▶ **MATERIAL PROVIDED**:
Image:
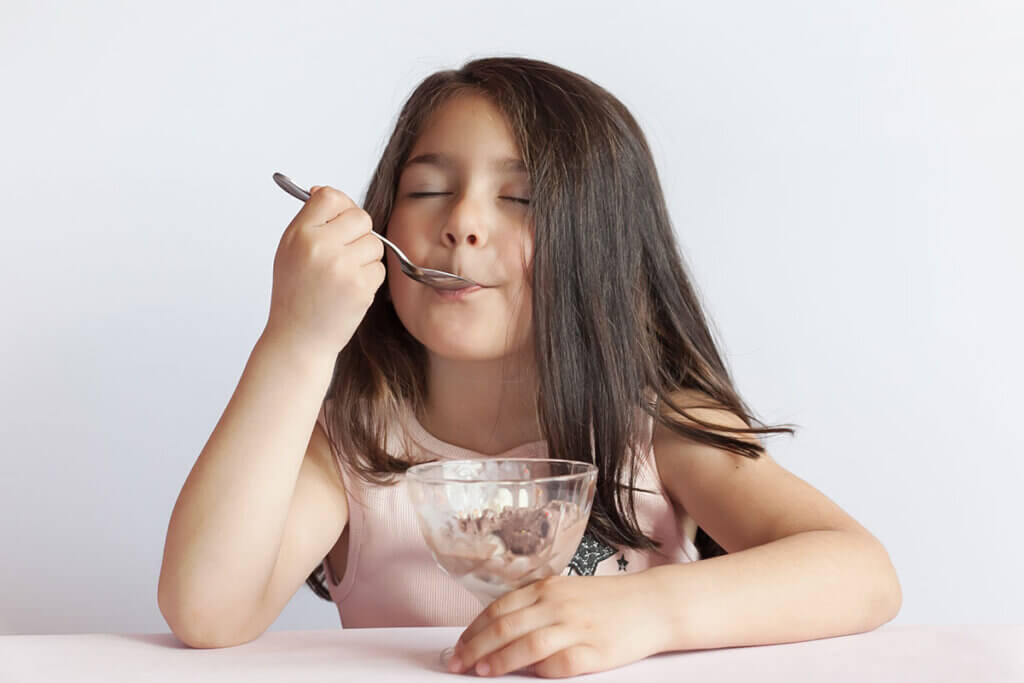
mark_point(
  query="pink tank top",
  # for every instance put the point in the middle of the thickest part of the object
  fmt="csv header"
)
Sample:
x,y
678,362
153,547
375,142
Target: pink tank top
x,y
391,579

▶ **SET TASK**: Rewrite the items with every "tank top" changed to "camisole" and nothing else altered, omitting the pictures.

▶ **THE OUTPUT**:
Image:
mark_point(
  query="pink camisole",
  # for every instance put the point in the middle of the thickest part of the object
  fmt="csv header"
)
Sample:
x,y
678,362
153,547
375,142
Target: pink camisole
x,y
391,579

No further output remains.